What to work on: From the overview of postgraduate law degrees, list every degree option a candidate can choose.

Excerpt:
The Law Faculty offers five types of postgraduate degrees. Candidates wishing to register for a Masters degree have the choice of:
- LLM/MPhil by coursework. This is administered by the School for Advanced Legal Studies. Further information may be obtained from the SALS Administrative Officer (+27 21 6502997 or firstname.lastname@example.org).
- LLM by dissertation. When the dissertation is dedicated to a topic of exclusively legal interest, it will be administered by the Faculty's Higher Degrees Committee. Further information may be obtained from the Deputy Faculty Manager (+27 21 6505409 or email@example.com).
- MPhil. In this case, the dissertation will span two or more disciplines. If the topic is predominantly legal, the thesis will be registered in the Law Faculty and will be dealt with by the Faculty's Higher Degrees Committee. If the topic falls mainly within another discipline, however, registration should be sought in the relevant Faculty.
Candidates wanting to register for a doctoral degree have the choice of:
- PhD, which is the general doctorate, is available for both purely legal and interdisciplinary research.
- LLD, which is a senior doctorate offered only in the Law Faculty. This degree is awarded as a mark of respect to distinguished scholars, who have an established reputation based on their published works. These works must represent an original contribution to or substantial advance on knowledge in the field.

Material shown:

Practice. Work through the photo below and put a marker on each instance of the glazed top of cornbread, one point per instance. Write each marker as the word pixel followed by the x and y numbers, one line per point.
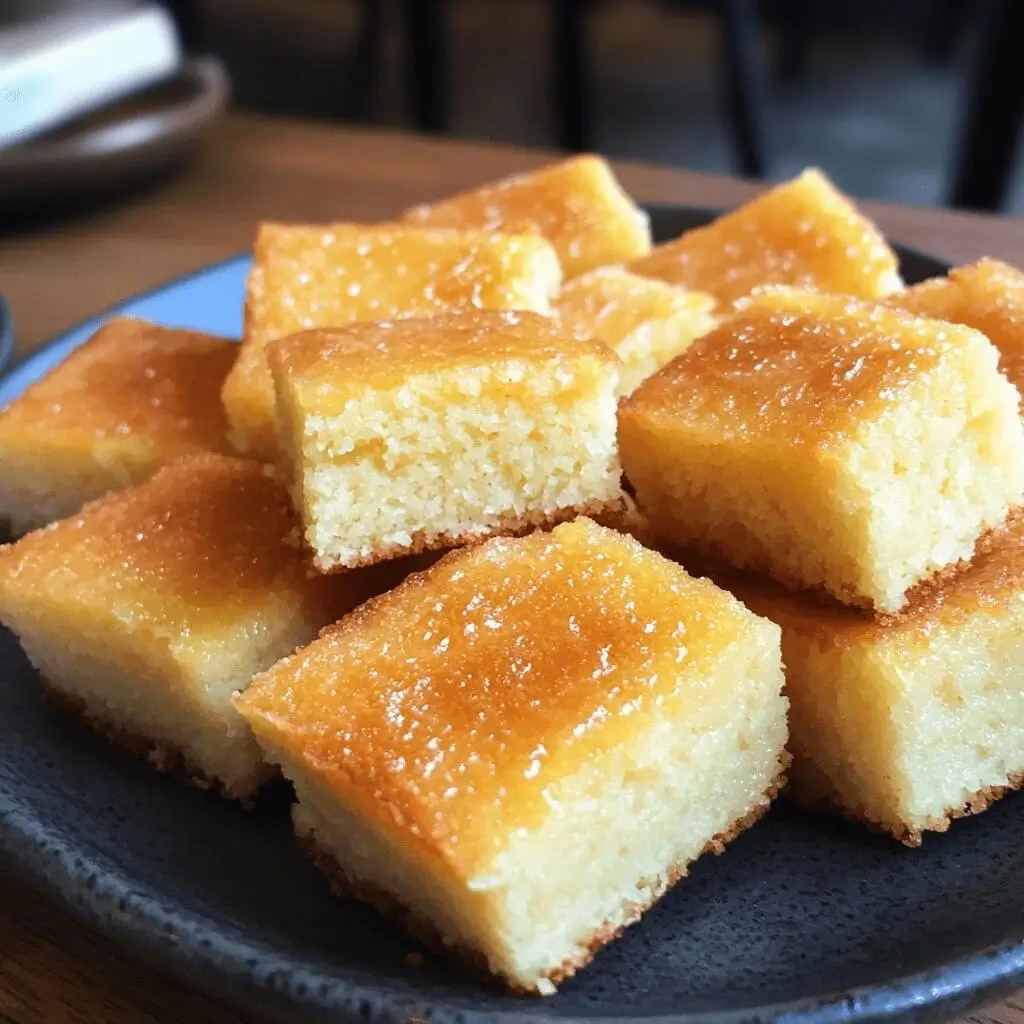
pixel 197 551
pixel 804 233
pixel 577 204
pixel 610 303
pixel 799 368
pixel 132 382
pixel 310 275
pixel 988 296
pixel 991 584
pixel 340 363
pixel 453 705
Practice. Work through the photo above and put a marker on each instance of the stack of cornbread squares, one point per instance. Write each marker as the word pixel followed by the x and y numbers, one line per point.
pixel 385 547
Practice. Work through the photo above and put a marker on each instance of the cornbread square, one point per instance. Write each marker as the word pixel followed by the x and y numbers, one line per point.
pixel 131 398
pixel 519 751
pixel 646 323
pixel 145 611
pixel 326 275
pixel 803 233
pixel 828 442
pixel 577 204
pixel 420 434
pixel 907 723
pixel 988 296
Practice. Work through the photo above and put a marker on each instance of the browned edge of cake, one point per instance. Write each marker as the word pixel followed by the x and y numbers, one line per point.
pixel 517 525
pixel 913 838
pixel 423 930
pixel 166 758
pixel 925 592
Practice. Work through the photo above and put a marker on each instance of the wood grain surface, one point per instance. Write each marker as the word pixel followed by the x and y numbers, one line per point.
pixel 52 969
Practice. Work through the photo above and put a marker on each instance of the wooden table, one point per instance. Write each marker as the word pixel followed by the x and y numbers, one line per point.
pixel 52 970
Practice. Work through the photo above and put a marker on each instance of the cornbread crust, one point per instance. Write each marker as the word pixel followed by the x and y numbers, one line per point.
pixel 422 930
pixel 613 514
pixel 164 757
pixel 974 804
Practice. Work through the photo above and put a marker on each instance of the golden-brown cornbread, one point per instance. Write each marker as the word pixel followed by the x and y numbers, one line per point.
pixel 988 296
pixel 578 205
pixel 148 608
pixel 526 744
pixel 130 399
pixel 425 433
pixel 326 275
pixel 803 233
pixel 647 323
pixel 911 721
pixel 828 442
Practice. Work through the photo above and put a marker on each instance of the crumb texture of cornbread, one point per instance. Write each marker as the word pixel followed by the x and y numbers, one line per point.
pixel 908 722
pixel 802 233
pixel 154 604
pixel 306 276
pixel 646 323
pixel 131 398
pixel 988 296
pixel 525 745
pixel 578 205
pixel 425 433
pixel 828 442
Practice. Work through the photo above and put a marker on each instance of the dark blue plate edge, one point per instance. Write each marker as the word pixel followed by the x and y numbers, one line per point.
pixel 6 335
pixel 114 309
pixel 923 996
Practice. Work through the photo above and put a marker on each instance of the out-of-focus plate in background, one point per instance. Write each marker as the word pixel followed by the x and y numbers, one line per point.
pixel 117 146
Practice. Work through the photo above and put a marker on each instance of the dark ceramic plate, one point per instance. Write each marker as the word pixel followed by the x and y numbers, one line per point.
pixel 803 920
pixel 98 156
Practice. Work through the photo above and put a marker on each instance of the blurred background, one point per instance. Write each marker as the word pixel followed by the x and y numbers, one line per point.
pixel 906 100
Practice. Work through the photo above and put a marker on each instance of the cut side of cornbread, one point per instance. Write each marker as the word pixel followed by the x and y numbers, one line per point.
pixel 827 442
pixel 425 433
pixel 988 296
pixel 578 205
pixel 909 722
pixel 130 399
pixel 325 275
pixel 145 611
pixel 803 233
pixel 520 750
pixel 646 323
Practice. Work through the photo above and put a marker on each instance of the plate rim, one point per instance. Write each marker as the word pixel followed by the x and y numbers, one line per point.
pixel 7 337
pixel 926 994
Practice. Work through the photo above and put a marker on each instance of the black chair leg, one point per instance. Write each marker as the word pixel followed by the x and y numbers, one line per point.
pixel 795 39
pixel 743 85
pixel 426 40
pixel 187 17
pixel 364 69
pixel 945 29
pixel 994 109
pixel 571 75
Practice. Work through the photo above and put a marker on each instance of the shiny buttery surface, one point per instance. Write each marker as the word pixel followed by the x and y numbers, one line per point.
pixel 325 275
pixel 132 382
pixel 350 358
pixel 197 549
pixel 796 368
pixel 803 233
pixel 993 579
pixel 988 296
pixel 451 705
pixel 578 205
pixel 317 275
pixel 610 304
pixel 787 923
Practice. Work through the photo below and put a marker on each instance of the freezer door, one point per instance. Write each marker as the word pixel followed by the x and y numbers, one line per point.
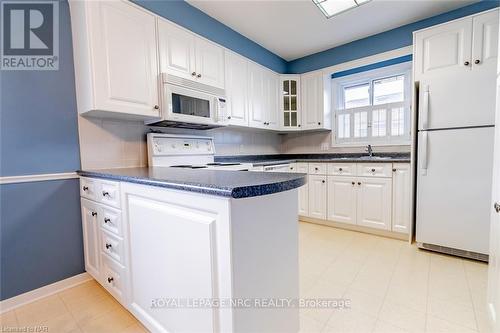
pixel 454 188
pixel 445 102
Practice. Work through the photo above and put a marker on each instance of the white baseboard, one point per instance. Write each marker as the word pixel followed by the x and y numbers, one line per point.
pixel 51 289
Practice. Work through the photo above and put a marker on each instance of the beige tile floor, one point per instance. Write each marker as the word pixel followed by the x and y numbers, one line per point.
pixel 392 286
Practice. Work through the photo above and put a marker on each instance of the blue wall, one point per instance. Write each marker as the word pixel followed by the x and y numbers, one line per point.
pixel 40 222
pixel 40 235
pixel 383 42
pixel 192 18
pixel 38 127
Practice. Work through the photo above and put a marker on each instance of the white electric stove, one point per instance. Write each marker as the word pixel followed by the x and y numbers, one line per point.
pixel 186 151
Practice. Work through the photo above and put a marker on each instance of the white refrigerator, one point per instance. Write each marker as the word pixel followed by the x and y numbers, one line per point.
pixel 454 166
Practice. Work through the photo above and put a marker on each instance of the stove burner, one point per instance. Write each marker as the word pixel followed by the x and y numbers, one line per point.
pixel 186 166
pixel 223 164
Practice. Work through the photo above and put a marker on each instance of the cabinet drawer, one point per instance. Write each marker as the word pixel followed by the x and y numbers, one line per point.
pixel 317 168
pixel 111 220
pixel 342 169
pixel 374 170
pixel 112 246
pixel 113 277
pixel 88 188
pixel 109 193
pixel 302 167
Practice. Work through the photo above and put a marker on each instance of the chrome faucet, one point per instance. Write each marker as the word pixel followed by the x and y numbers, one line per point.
pixel 369 150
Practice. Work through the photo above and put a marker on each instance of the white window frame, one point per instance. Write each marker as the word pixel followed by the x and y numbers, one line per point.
pixel 338 85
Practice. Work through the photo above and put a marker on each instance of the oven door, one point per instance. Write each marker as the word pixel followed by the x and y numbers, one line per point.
pixel 190 106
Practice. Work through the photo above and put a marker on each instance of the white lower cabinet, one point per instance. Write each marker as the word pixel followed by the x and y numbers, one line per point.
pixel 369 195
pixel 374 202
pixel 342 199
pixel 401 198
pixel 91 246
pixel 317 196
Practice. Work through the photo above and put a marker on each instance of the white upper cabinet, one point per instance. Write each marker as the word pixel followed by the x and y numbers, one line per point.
pixel 237 89
pixel 271 106
pixel 256 96
pixel 177 50
pixel 209 63
pixel 485 40
pixel 188 56
pixel 457 47
pixel 315 96
pixel 444 48
pixel 290 116
pixel 116 64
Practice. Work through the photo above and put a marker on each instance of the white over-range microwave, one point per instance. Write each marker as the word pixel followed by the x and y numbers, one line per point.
pixel 188 104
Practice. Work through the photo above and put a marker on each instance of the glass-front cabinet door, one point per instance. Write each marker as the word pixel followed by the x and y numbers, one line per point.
pixel 290 102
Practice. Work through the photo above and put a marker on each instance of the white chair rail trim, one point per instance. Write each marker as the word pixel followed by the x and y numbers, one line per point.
pixel 37 178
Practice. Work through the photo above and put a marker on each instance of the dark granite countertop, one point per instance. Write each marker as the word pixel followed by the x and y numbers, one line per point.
pixel 234 184
pixel 264 160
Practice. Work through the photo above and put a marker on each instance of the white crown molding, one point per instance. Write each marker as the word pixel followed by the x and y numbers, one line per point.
pixel 37 178
pixel 407 50
pixel 51 289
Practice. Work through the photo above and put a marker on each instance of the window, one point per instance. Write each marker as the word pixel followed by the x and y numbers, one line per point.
pixel 373 107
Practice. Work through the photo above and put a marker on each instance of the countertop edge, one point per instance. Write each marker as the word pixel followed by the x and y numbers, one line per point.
pixel 237 192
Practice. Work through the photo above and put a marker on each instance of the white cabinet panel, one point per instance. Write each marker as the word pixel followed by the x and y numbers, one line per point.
pixel 256 95
pixel 374 202
pixel 125 58
pixel 342 199
pixel 209 63
pixel 236 89
pixel 317 196
pixel 485 40
pixel 303 191
pixel 401 197
pixel 315 98
pixel 177 50
pixel 177 244
pixel 91 238
pixel 444 48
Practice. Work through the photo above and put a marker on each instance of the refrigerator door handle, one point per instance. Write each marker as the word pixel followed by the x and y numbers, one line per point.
pixel 425 107
pixel 423 153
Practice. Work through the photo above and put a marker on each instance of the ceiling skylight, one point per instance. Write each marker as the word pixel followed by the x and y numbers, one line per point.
pixel 334 7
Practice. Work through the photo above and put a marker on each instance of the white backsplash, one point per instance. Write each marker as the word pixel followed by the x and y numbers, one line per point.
pixel 320 142
pixel 107 143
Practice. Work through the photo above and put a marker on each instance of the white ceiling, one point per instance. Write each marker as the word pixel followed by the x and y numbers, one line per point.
pixel 295 28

Result of this task:
- LLM/MPhil by coursework
- LLM by dissertation
- MPhil
- PhD
- LLD